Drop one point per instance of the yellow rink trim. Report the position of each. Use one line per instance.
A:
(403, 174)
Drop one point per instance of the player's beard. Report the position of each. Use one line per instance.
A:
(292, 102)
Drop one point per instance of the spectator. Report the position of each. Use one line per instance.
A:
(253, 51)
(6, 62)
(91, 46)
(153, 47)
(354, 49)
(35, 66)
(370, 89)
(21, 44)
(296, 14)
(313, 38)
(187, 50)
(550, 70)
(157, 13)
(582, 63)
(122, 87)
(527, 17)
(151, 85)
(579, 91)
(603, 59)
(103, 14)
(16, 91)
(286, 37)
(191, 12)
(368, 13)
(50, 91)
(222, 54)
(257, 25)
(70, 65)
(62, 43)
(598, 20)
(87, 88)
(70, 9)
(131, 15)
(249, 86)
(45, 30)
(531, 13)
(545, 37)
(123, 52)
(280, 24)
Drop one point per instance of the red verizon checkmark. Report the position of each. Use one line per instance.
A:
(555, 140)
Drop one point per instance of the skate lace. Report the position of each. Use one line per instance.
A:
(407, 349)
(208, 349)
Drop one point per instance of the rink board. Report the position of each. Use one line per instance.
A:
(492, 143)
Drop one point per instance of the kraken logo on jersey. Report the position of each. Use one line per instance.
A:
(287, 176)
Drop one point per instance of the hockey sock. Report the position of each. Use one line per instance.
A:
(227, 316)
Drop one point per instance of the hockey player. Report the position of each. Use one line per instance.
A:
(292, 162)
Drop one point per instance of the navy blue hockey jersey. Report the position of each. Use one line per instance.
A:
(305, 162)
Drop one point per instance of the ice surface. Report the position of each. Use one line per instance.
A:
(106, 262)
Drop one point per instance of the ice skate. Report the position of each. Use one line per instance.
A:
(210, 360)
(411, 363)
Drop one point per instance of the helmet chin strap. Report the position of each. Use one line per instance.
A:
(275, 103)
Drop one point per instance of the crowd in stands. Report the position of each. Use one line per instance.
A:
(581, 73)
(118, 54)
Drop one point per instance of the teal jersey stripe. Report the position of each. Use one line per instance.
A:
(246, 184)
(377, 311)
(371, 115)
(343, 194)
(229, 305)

*Task item*. Copy out the entire listing above exactly.

*Solution for this task*.
Drop one point per instance of the yellow rink trim. Report the position of each. Use one line per instance.
A:
(403, 174)
Drop one point per instance of the player's beard. Report the position of each. Use one line per instance.
A:
(292, 102)
Drop one point per instance of the spectator. Report the position of each. Use one line per instance.
A:
(253, 51)
(6, 62)
(91, 46)
(153, 47)
(354, 49)
(35, 66)
(370, 89)
(21, 44)
(296, 14)
(313, 38)
(187, 50)
(550, 70)
(157, 13)
(582, 63)
(122, 87)
(527, 17)
(151, 85)
(579, 91)
(603, 59)
(103, 14)
(16, 91)
(286, 37)
(191, 12)
(368, 13)
(50, 91)
(222, 54)
(257, 25)
(70, 65)
(62, 43)
(598, 20)
(87, 88)
(70, 9)
(131, 15)
(249, 86)
(45, 30)
(531, 13)
(545, 37)
(123, 52)
(280, 24)
Drop one point per instance of the red verizon checkmark. Report the position of each. Use one line per instance.
A:
(555, 140)
Drop one point per instance of the skate lace. Report the position of each. Use one line per instance.
A:
(407, 349)
(208, 349)
Drop one point per instance of the rink board. Report the position of each. Use one line per instance.
A:
(492, 143)
Drop one point per instance of the kraken logo on jersey. Report the position of each. Use one line per instance.
A:
(287, 176)
Drop one point per instance of the hockey sock. Report the position of each. Use one line per instance.
A:
(227, 316)
Drop one point per instance of the hockey player. Report the position of each. Use one line per instance.
A:
(292, 162)
Drop one point per instance of the navy blue hockey jersey. Report the position of each. Use one line per instance.
A:
(305, 162)
Drop one point per instance of the ice surface. Report the position of each. Use one line per instance.
A:
(106, 262)
Drop one point per instance of the ice skate. Report the position of each. Use one line per instance.
A:
(210, 360)
(411, 363)
Drop one point per instance of the helmet chin strap. Report the position of each. Use one line per instance.
A:
(275, 103)
Drop one point per instance of the crowd in stands. Report the position of each. Use one line per instance.
A:
(581, 73)
(118, 54)
Drop one point per instance of the teal jersey stripe. Report the position of each. Use one line per instance.
A:
(246, 184)
(377, 311)
(371, 115)
(343, 194)
(229, 305)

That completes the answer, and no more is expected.